> Exercise aim
Set down every entry again word for word, please, but skip the pictures.

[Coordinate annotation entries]
•••••

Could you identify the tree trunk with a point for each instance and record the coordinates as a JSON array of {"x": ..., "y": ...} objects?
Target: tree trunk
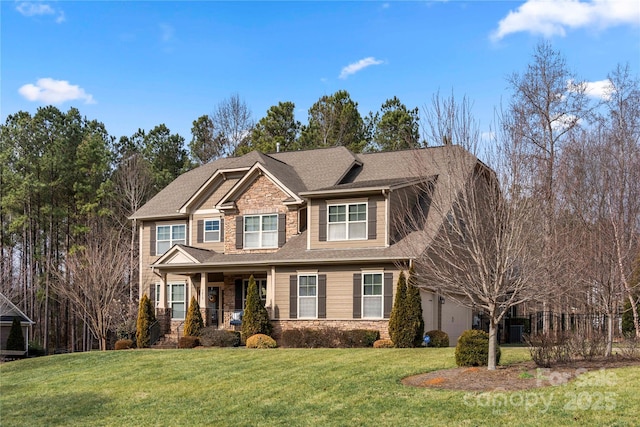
[{"x": 493, "y": 341}]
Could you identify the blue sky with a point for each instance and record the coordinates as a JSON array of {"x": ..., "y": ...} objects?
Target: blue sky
[{"x": 137, "y": 64}]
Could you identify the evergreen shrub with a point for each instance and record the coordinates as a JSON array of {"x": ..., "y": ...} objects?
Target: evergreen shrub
[
  {"x": 261, "y": 341},
  {"x": 383, "y": 344},
  {"x": 256, "y": 318},
  {"x": 193, "y": 323},
  {"x": 438, "y": 338},
  {"x": 188, "y": 341},
  {"x": 15, "y": 341},
  {"x": 123, "y": 344},
  {"x": 473, "y": 349},
  {"x": 212, "y": 337}
]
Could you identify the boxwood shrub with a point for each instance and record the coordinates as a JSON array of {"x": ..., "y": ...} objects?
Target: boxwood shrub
[{"x": 438, "y": 338}]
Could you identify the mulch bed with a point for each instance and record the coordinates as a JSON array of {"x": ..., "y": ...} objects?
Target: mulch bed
[{"x": 518, "y": 376}]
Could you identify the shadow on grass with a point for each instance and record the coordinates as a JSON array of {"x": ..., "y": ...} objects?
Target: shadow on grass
[{"x": 64, "y": 409}]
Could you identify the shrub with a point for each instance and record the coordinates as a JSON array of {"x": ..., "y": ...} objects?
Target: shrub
[
  {"x": 124, "y": 344},
  {"x": 15, "y": 341},
  {"x": 256, "y": 318},
  {"x": 473, "y": 349},
  {"x": 261, "y": 341},
  {"x": 359, "y": 338},
  {"x": 146, "y": 318},
  {"x": 328, "y": 338},
  {"x": 35, "y": 349},
  {"x": 212, "y": 337},
  {"x": 414, "y": 309},
  {"x": 383, "y": 344},
  {"x": 438, "y": 338},
  {"x": 188, "y": 341},
  {"x": 398, "y": 312},
  {"x": 193, "y": 322}
]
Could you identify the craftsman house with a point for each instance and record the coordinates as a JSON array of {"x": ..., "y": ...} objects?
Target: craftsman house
[
  {"x": 9, "y": 312},
  {"x": 322, "y": 231}
]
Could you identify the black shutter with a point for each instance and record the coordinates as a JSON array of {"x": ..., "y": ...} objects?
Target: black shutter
[
  {"x": 200, "y": 231},
  {"x": 152, "y": 295},
  {"x": 322, "y": 221},
  {"x": 239, "y": 232},
  {"x": 388, "y": 295},
  {"x": 322, "y": 296},
  {"x": 372, "y": 219},
  {"x": 238, "y": 296},
  {"x": 152, "y": 240},
  {"x": 357, "y": 295},
  {"x": 282, "y": 230},
  {"x": 293, "y": 296}
]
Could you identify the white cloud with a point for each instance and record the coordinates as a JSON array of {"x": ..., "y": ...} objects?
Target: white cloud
[
  {"x": 357, "y": 66},
  {"x": 600, "y": 89},
  {"x": 50, "y": 91},
  {"x": 27, "y": 8},
  {"x": 549, "y": 18}
]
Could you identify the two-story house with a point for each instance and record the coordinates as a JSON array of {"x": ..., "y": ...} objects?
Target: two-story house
[{"x": 319, "y": 230}]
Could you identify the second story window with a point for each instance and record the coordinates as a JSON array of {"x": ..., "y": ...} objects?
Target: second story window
[
  {"x": 347, "y": 222},
  {"x": 261, "y": 231},
  {"x": 169, "y": 235},
  {"x": 212, "y": 230}
]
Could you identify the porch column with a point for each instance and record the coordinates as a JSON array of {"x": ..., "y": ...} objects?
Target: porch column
[{"x": 162, "y": 298}]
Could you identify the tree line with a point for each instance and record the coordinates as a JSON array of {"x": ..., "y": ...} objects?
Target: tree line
[{"x": 65, "y": 184}]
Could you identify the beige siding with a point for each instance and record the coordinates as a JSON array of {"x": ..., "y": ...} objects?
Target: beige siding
[
  {"x": 213, "y": 246},
  {"x": 339, "y": 288},
  {"x": 381, "y": 225}
]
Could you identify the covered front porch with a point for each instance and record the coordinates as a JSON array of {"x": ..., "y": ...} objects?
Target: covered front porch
[{"x": 221, "y": 296}]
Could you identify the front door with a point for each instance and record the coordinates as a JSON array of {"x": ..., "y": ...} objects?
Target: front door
[{"x": 213, "y": 305}]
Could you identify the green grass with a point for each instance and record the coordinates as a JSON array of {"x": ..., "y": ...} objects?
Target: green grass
[{"x": 289, "y": 387}]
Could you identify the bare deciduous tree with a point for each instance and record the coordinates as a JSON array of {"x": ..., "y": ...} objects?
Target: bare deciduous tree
[{"x": 94, "y": 281}]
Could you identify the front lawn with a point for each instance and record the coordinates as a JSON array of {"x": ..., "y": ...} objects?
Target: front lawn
[{"x": 289, "y": 387}]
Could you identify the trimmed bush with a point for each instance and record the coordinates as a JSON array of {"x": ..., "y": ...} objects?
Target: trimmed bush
[
  {"x": 188, "y": 341},
  {"x": 35, "y": 349},
  {"x": 359, "y": 338},
  {"x": 15, "y": 341},
  {"x": 256, "y": 318},
  {"x": 125, "y": 344},
  {"x": 438, "y": 338},
  {"x": 146, "y": 317},
  {"x": 328, "y": 338},
  {"x": 473, "y": 349},
  {"x": 383, "y": 344},
  {"x": 212, "y": 337},
  {"x": 261, "y": 341},
  {"x": 193, "y": 322}
]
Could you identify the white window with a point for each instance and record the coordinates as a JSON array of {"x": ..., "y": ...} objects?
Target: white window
[
  {"x": 169, "y": 235},
  {"x": 262, "y": 290},
  {"x": 176, "y": 300},
  {"x": 347, "y": 222},
  {"x": 308, "y": 297},
  {"x": 261, "y": 231},
  {"x": 372, "y": 295},
  {"x": 212, "y": 230}
]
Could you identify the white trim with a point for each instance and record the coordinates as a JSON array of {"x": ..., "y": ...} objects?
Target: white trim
[
  {"x": 346, "y": 222},
  {"x": 315, "y": 297},
  {"x": 256, "y": 170},
  {"x": 381, "y": 296},
  {"x": 204, "y": 230}
]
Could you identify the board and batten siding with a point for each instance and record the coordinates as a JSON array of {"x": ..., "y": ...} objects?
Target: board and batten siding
[
  {"x": 317, "y": 229},
  {"x": 339, "y": 289}
]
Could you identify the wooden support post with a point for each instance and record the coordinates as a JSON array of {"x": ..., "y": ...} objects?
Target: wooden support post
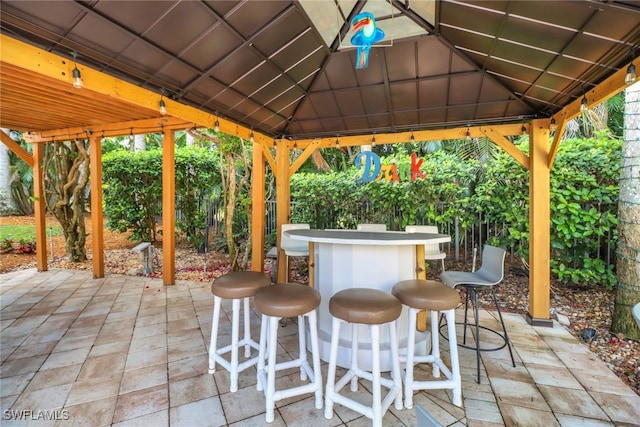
[
  {"x": 168, "y": 209},
  {"x": 283, "y": 197},
  {"x": 39, "y": 208},
  {"x": 540, "y": 224},
  {"x": 97, "y": 223},
  {"x": 257, "y": 208}
]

•••••

> Answer to this problem
Could you identify the tree trunk with a point for each instance and record the coordinates as a JSON array of {"x": ..., "y": ...} objects?
Target: tree trunk
[{"x": 493, "y": 341}]
Could you identify the blue sky with a point for each instance and record the coordinates as a JSON array of {"x": ..., "y": ...} objects?
Target: blue sky
[{"x": 137, "y": 64}]
Could you identify the evergreen shrub with a point for each instance and record the coordinates as a JSON array of {"x": ..., "y": ...} objects?
Target: evergreen shrub
[
  {"x": 261, "y": 341},
  {"x": 383, "y": 344},
  {"x": 256, "y": 318},
  {"x": 193, "y": 323},
  {"x": 438, "y": 338},
  {"x": 188, "y": 341},
  {"x": 15, "y": 341},
  {"x": 123, "y": 344},
  {"x": 473, "y": 349},
  {"x": 212, "y": 337}
]
Could you identify the boxwood shrub with a point for each instance and record the coordinates as a JSON array of {"x": ..., "y": ...} objects?
Target: boxwood shrub
[{"x": 438, "y": 338}]
Could you identify the mulch bed with a point for each instance and record the coordinates as a JSON array of {"x": ..., "y": ...} objects?
Target: mulch bed
[{"x": 518, "y": 376}]
Could you identify the shadow on grass with a point for each instance and record the coordinates as a JSON array of {"x": ..., "y": ...} objects?
Target: shadow on grass
[{"x": 64, "y": 409}]
Could you identify the shrub with a point for each instance and record the coordinates as a JSON array of {"x": ..., "y": ...} objects?
Target: shrub
[
  {"x": 124, "y": 344},
  {"x": 15, "y": 341},
  {"x": 256, "y": 318},
  {"x": 473, "y": 349},
  {"x": 261, "y": 341},
  {"x": 359, "y": 338},
  {"x": 146, "y": 318},
  {"x": 328, "y": 338},
  {"x": 35, "y": 349},
  {"x": 212, "y": 337},
  {"x": 414, "y": 309},
  {"x": 383, "y": 344},
  {"x": 438, "y": 338},
  {"x": 188, "y": 341},
  {"x": 398, "y": 312},
  {"x": 193, "y": 322}
]
Could you identify the craftsman house with a point for each instance and record the coordinates as a JSON array of {"x": ..., "y": ...} objects?
Target: craftsman house
[
  {"x": 9, "y": 312},
  {"x": 322, "y": 231}
]
Could you identify the black shutter with a point for each instance and record the coordinates as a JSON array of {"x": ..., "y": ...} objects?
Target: black shutter
[
  {"x": 200, "y": 231},
  {"x": 152, "y": 295},
  {"x": 322, "y": 221},
  {"x": 239, "y": 232},
  {"x": 388, "y": 295},
  {"x": 322, "y": 296},
  {"x": 372, "y": 219},
  {"x": 238, "y": 296},
  {"x": 152, "y": 240},
  {"x": 357, "y": 295},
  {"x": 282, "y": 230},
  {"x": 293, "y": 296}
]
Could you identify the white cloud with a point for each instance and record the coordinates as a JSON array of {"x": ..., "y": ...} objects?
Target: white cloud
[
  {"x": 357, "y": 66},
  {"x": 600, "y": 89},
  {"x": 50, "y": 91},
  {"x": 27, "y": 8},
  {"x": 549, "y": 18}
]
Could you identify the two-story house with a point for each instance and record the coordinates as a JSON array of {"x": ..., "y": ...} objects?
Target: two-story house
[{"x": 319, "y": 230}]
Could you identify the second story window with a point for each instance and record the coordinates as a JSON array of {"x": ..., "y": ...} objects?
Target: second story window
[
  {"x": 347, "y": 222},
  {"x": 261, "y": 231},
  {"x": 169, "y": 235},
  {"x": 212, "y": 230}
]
Could you identify the porch column with a point for each instance and record the coordinates as a JSON array of {"x": ..., "y": ...} objects?
Target: porch column
[{"x": 162, "y": 298}]
Could you identify the tree line with a point for each instance and record the coordinates as a JSON array of {"x": ..., "y": ...} objects?
Target: tree line
[{"x": 65, "y": 184}]
Could you identify the beige siding with a point for each instance and record the coordinates as a JSON array of {"x": ..., "y": ...} objects?
Target: beige siding
[
  {"x": 213, "y": 246},
  {"x": 339, "y": 288},
  {"x": 381, "y": 225}
]
Could you identify the covered front porch with a point for each instance and record the coordinates as a JSON array of {"x": ..., "y": ...} objects?
Target: covered front porch
[{"x": 221, "y": 296}]
Could you identify the front door with a point for each instance and record the coordinates as a JSON array of {"x": ..., "y": ...} objects?
Target: front door
[{"x": 213, "y": 305}]
Could you identify the green grass with a point for each instance and record the coordinates as a JSON array of {"x": ..., "y": ...} objects?
Target: green grass
[{"x": 289, "y": 387}]
Could you identify the bare deciduous tree with a point for each instance and record the coordinates as a JSON array of {"x": ..., "y": ...} objects?
Target: bare deciduous tree
[{"x": 94, "y": 281}]
Could you identify the front lawn with a point for each instance and record the coordinates as a JSON array of {"x": ..., "y": ...} objects?
Target: front lawn
[{"x": 289, "y": 387}]
Could you identify the trimmed bush with a point for each instance and record the coordinates as a JSON array of {"x": ..., "y": ...} objects?
Target: trimmed bush
[
  {"x": 188, "y": 341},
  {"x": 35, "y": 349},
  {"x": 359, "y": 338},
  {"x": 15, "y": 341},
  {"x": 256, "y": 318},
  {"x": 125, "y": 344},
  {"x": 438, "y": 338},
  {"x": 146, "y": 317},
  {"x": 328, "y": 338},
  {"x": 473, "y": 349},
  {"x": 383, "y": 344},
  {"x": 212, "y": 337},
  {"x": 261, "y": 341},
  {"x": 193, "y": 322}
]
Could you identify the white window with a point for each instance and record the coordinates as a JSON array of {"x": ..., "y": ...} objects?
Target: white window
[
  {"x": 169, "y": 235},
  {"x": 262, "y": 290},
  {"x": 176, "y": 300},
  {"x": 347, "y": 222},
  {"x": 308, "y": 297},
  {"x": 261, "y": 231},
  {"x": 372, "y": 295},
  {"x": 212, "y": 230}
]
Could you identify the white trim with a point for each instance and record the coordinates as a JSON array of {"x": ..., "y": ...} objects?
Target: white trim
[
  {"x": 346, "y": 222},
  {"x": 315, "y": 297},
  {"x": 256, "y": 170},
  {"x": 381, "y": 296},
  {"x": 204, "y": 230}
]
Could you identify the board and batten siding with a point for each instance and record the coordinates as a JSON array of {"x": ..., "y": ...} objects?
Target: board and batten siding
[
  {"x": 317, "y": 229},
  {"x": 339, "y": 289}
]
Could you identify the wooden support post with a point for each instance and record the coordinates as a JSON array of {"x": ..., "y": ...} objects?
Target: wooden support post
[
  {"x": 168, "y": 209},
  {"x": 283, "y": 197},
  {"x": 39, "y": 208},
  {"x": 540, "y": 224},
  {"x": 97, "y": 223},
  {"x": 257, "y": 208}
]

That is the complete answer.